- [TASK DIRECTIONS] Without the images, print all the entries below exactly as given.

- [RECORDS SHOWN]
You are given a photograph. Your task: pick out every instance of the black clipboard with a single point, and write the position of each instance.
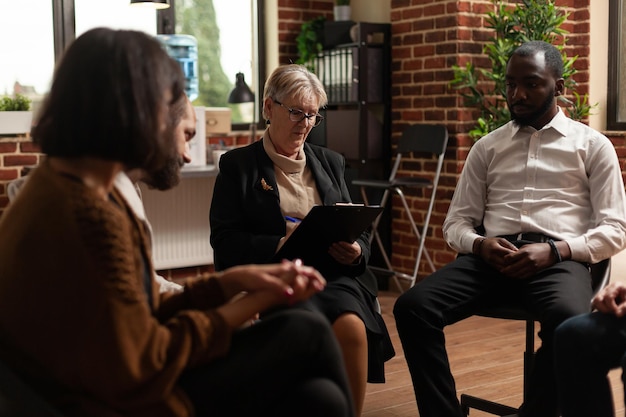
(324, 225)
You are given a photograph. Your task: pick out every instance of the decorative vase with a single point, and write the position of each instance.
(342, 13)
(15, 122)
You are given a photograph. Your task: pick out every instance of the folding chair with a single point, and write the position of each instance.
(600, 276)
(431, 139)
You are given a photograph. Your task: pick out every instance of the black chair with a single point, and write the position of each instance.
(19, 400)
(600, 276)
(424, 138)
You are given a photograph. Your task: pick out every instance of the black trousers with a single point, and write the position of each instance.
(288, 364)
(454, 293)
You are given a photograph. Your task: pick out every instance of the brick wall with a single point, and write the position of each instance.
(291, 15)
(15, 154)
(428, 38)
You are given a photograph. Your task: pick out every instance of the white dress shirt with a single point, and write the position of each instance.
(563, 181)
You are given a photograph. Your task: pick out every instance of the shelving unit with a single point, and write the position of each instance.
(357, 124)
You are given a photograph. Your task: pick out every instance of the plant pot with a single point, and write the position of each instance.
(14, 122)
(342, 13)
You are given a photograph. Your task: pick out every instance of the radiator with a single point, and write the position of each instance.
(180, 221)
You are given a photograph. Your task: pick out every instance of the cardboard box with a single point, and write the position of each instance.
(197, 145)
(218, 119)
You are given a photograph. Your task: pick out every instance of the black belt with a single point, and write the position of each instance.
(529, 237)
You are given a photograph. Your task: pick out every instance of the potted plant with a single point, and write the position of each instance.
(342, 10)
(484, 89)
(15, 116)
(309, 41)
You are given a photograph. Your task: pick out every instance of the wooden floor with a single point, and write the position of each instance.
(485, 357)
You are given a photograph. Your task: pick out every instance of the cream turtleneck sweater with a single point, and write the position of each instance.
(296, 185)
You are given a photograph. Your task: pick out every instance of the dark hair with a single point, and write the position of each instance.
(109, 99)
(552, 55)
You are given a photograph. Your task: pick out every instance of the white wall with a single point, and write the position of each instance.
(598, 60)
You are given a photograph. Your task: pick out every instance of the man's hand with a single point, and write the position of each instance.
(516, 262)
(494, 249)
(528, 260)
(611, 299)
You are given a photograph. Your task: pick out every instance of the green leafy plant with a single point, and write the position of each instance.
(309, 41)
(514, 24)
(17, 103)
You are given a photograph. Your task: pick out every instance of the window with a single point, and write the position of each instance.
(27, 55)
(230, 40)
(616, 94)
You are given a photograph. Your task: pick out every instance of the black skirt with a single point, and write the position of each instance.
(346, 295)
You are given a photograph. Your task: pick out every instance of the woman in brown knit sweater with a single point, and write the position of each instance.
(81, 321)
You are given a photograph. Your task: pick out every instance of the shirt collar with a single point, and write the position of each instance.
(558, 123)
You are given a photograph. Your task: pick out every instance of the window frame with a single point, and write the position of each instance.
(616, 71)
(64, 27)
(166, 24)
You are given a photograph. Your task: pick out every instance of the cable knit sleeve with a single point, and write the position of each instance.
(123, 332)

- [EXERCISE ANSWER]
You are given a photograph. Your task: pick out every instance of the black clipboard with a single point, and write the position of each instance.
(324, 225)
You are given a photograph. Your task: pick out every instance of the decorative vase with a single point, and write the position of each instance.
(342, 13)
(15, 122)
You are given a photograph. Your task: pick out every instance of the folding chair with a single point, and write the position of each instance.
(600, 276)
(431, 139)
You are given a photograph. Your task: pick out every instance of the black chair with a single point, and write the position of each instance.
(19, 400)
(600, 276)
(424, 138)
You are given a photograph. Your task: pick out every instance of the black trousers with a single point, and write the position of each instance.
(288, 364)
(454, 293)
You are given a photograph. Your task: pick out every instance of the brick wall with a single point, and write the position of each instance.
(291, 15)
(15, 154)
(428, 38)
You are given a photograph. Your task: pick out every instance of the white dress shirt with a single point, and write the position of each instance.
(563, 181)
You are given a photograph. Your task: pick out every instance of the shelving unit with a single point, and write the position of each instance.
(357, 124)
You are given a photograph. Your task: pick out every instance of the plant pot with a single point, and write the position of each instance.
(14, 122)
(342, 13)
You are given a photograph. Your task: pick out every instance of the radiator with a single point, and write the position of each instance.
(180, 221)
You are given a photograph. Your task: pick out every instance of the cardboard box with a single point, and write the position of each instance.
(197, 145)
(218, 119)
You are given a photograph. Your task: pick out every instance of the black belt with a single point, and write the position of each instance.
(529, 237)
You are given a photograph. Your task: pick out every instance of the potted plant with a single point, and write the position of each instance.
(342, 10)
(484, 89)
(15, 116)
(309, 41)
You are given a photograph. Your task: pick out every instance of the wooden floor with a single point, and write the position of each instance.
(485, 357)
You are given a photograph. Your task: pick out every instance of the cream turtleneck sweater with a single point, and write the position of each instance.
(296, 185)
You are given a photograph. Your task: pick out every instance of the dark hair with a single point, and write the position of each instance.
(109, 99)
(552, 55)
You are given a photograph. Your task: pick out every instance of the white wall with a single point, and write the position of each instance.
(598, 60)
You are given a photograph. Your task: pick out every instance of the man's hand with a single point, and write the position of each instance.
(516, 262)
(494, 249)
(528, 260)
(611, 299)
You are given a photograph. Your task: pick out every instance of the green leafy plant with a single point, and write the position of each instance.
(309, 41)
(514, 24)
(17, 103)
You are given a photograph. Your task: pick out every instance of the window with a single point, and write the position of each instance.
(27, 55)
(230, 40)
(616, 94)
You are given a photograph. Your task: pick out every instance of the black skirt with a single point, and write the position of each instance.
(346, 295)
You are given a photograph. Your task: pick out every instance of the woman in brown knit sweater with a single point, and write the position of each instance.
(81, 321)
You are given a photograph. Your task: pick out every instance of the shirt collar with a single point, and write the position of each instance.
(558, 123)
You are given a photograph. Your task: pick out every instance of the window frame with a single point, and write the position of each instance.
(616, 71)
(64, 27)
(166, 24)
You are given a photograph. Your task: pick out every instance of the cable knit sleeve with a single point, and write the position of each instance.
(123, 332)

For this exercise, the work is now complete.